Questions on the material
#1 In the forum thread below on plant intelligence, repeat everything from "I believe that" down to "yes and no!" word for word.
#2 Carry on the forum thread below on whether cannabis is intelligent, picking up after its last sentence.

Supplied passage
^^^^

It has no nervous system, it does not feel pain, it cannot move, it has no concept of 'self' or 'other'. Humans suffer from hyperactive agency detection regarding all sorts of various inanimate objects.

From wiki
The high cost of failing to detect agents and the low cost of wrongly detecting them has led researchers to suggest that people possess a Hyperactive Agent Detection Device, a cognitive module that readily ascribes events in the environment to the behavior of agents
 
Maybe, just maybe, hundreds of thousands of years ago, cannabis developed Cannibinoids and THC as humans developed the endocannibinoid system. This symbiotic relationship would ensure survival of its species due to ongoing cultivation and consumption by a more intelligent animal, us.
So maybe it is intelligent..........?
 
(Short Answer)

No.

(Slightly longer answer)

It has no nervous system, it does not feel pain, it cannot move, it has no concept of 'self' or 'other'. Humans suffer from hyperactive agency detection regarding all sorts of various inanimate objects.

From wiki

Also from Wikipedia (
Plants do not have a brain or neuronal network, but reactions within signalling pathways may provide a biochemical basis for learning and memory.[27] Controversially, the brain is used as a metaphor in plant intelligence to provide an integrated view of signalling.[28]

I didn't say plants have brains/nervous systems, I said that it's been found that plants possess neuron-like cellular structures. ;)

There have been studies of certain plants, that have been proven to communicate, chemically, with each other. They seek out sunlight, they grab hold of structures, they climb, they even communicate with each other. Plants are by no means inanimate. How Plants Secretly Talk to Each Other

Maybe, just maybe, hundreds of thousands of years ago, cannabis developed Cannibinoids and THC as humans developed the endocannibinoid system. This symbiotic relationship would ensure survival of its species due to ongoing cultivation and consumption by a more intelligent animal, us.
So maybe it is intelligent..........?

Interesting concept. I'm not sure cannabis chose us, but if there ever was a symbiotic relationship, it's the ones we've developed with cultivating our own medicine.

Plants are not so different from us. They are multicellular organisms, evolved from the same primordial soup that we came from. Animals and plants evolved alongside each other. I'm not exactly sure when cannabis finally appeared in its present form, but we humans did at some point in the last couple million years, give or take a whole lot of time.
 
I believe that everything, plants included, has consciousness to some degree. But I in no way believe that cannabis is "intelligent" in the way that humans are intelligent. Then again humans don't always seem all that intelligent to me either.
 
My two cents on the topic? Well yes and no!

First the easy one, no! No plants are not on the same level of intelligence we are, as to my knowledge no one has ever had a true back and forth conversation with a plant. Sure we watch and "listen" to them to get an idea of what they need, want, and prefer but thats not the same as actuallly talking.

^^^^

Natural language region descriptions
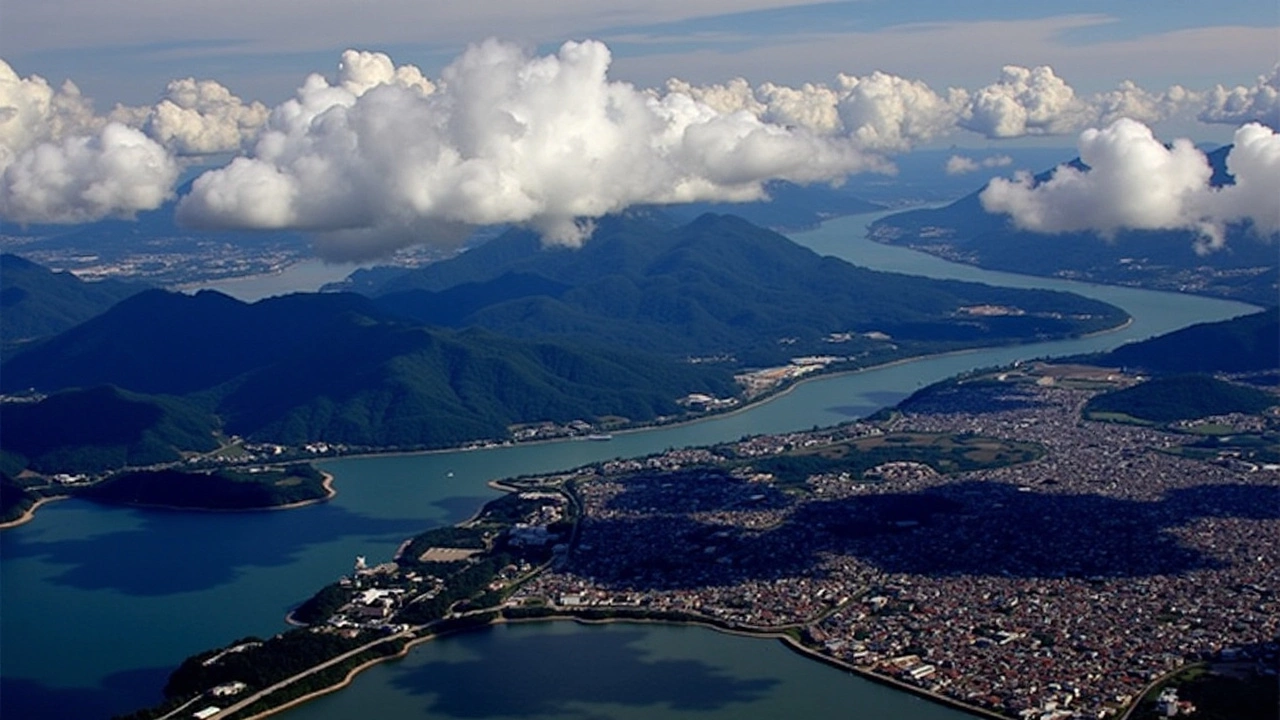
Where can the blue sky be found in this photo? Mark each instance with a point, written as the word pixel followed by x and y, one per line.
pixel 126 50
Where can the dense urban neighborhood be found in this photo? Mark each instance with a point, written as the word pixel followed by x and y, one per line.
pixel 1057 575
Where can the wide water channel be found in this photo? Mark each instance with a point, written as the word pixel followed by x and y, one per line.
pixel 99 604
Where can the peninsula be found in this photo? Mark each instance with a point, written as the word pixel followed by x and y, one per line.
pixel 983 545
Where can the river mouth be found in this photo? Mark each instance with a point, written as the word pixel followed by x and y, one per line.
pixel 135 592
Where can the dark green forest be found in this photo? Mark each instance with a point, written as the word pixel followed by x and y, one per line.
pixel 1180 397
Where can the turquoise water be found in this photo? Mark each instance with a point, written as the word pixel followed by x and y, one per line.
pixel 99 604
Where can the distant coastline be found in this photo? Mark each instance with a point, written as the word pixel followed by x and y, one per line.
pixel 327 483
pixel 30 514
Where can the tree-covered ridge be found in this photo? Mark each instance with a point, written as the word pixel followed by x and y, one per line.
pixel 100 428
pixel 1247 269
pixel 336 368
pixel 718 286
pixel 1239 345
pixel 1180 397
pixel 37 302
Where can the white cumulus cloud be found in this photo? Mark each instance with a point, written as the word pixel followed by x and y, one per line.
pixel 80 178
pixel 1134 181
pixel 961 164
pixel 199 118
pixel 1025 101
pixel 1258 103
pixel 503 137
pixel 60 163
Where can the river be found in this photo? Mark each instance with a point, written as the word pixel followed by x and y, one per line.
pixel 99 604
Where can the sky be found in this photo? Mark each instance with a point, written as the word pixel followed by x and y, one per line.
pixel 554 113
pixel 127 50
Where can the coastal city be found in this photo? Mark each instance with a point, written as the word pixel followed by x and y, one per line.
pixel 1054 588
pixel 1056 577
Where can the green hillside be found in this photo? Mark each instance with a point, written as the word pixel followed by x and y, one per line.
pixel 100 428
pixel 336 368
pixel 36 301
pixel 720 286
pixel 1239 345
pixel 1180 397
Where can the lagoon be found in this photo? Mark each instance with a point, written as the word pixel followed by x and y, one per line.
pixel 99 604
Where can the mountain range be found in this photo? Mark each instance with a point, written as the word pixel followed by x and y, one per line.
pixel 718 286
pixel 39 302
pixel 1247 269
pixel 512 332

^^^^

Outputs for the tasks
#1
I believe that everything, plants included, has consciousness to some degree. But I in no way believe that cannabis is "intelligent" in the way that humans are intelligent. Then again humans don't always seem all that intelligent to me either.
 
My two cents on the topic? Well yes and no!

#2
Now for the not so easy one, yes! Yes plants are intelligent, in their own way. Plants are smart enough to know what they like, want, and need and will try its best to avoid things that are harmful to them, changing the directoion of growth toward a light sorce is proof of this as without light the plants dies. Plants have also been shown to develop a sort of symbiotic relationship with its caregivers (I.e. You), each being effected by the others moods and behaviour. In other words the more love and happy emotions you share with your plants the better off they will be and the opposite is true as well negative emotions will stunt your plants and perhaps more.

The truth is we don't know how intelligent anything other than us humans are, because we have no way of understanding how they communicate and as such we pass them off as less intelligent than us.be it right or wrong, it is how it is.
 
There are ways it makes ME more intelligent. That's really all I can give you. All plants react to their environment, but intelligence is several levels above that.
 
Plants are intelligent to a certain degree. I think it's interesting how they can communicate, I forget the details but they've done studies and found that trees that were attacked by herbivores sent out chemical signals to other nearby trees causing them to increase their defenses to prevent or protect against an attack. I know they've done studies like this with lots of different plants including Tobacco, it would be interesting to see a study like that done with Cannabis. Just a thought.
 
Plants are not intelligent, in any way.

They don't seek out light; rather, the plant matter bends and moves toward light due to phototropism, basically, growing unevenly in a particular direction because the light is only hitting it from that direction. So, rather than the the plant seeking the light, the plant is forced by its own matter to grow toward the light. This is just cause and effect, like allowing a draft to feed a fire.

Chemical communication is also not intelligence. It's just chemistry and physics. Our individual cells communicate in this way, and in even more advanced ways, but there is no intelligence behind it. Just cause and effect. Another example of this might be the squishing of a bee. This isn't a cry for help from the bee, it's the result of being crushed. Yet it acts as a signal and attracts other bees to the area, much like your trees signaling other trees example.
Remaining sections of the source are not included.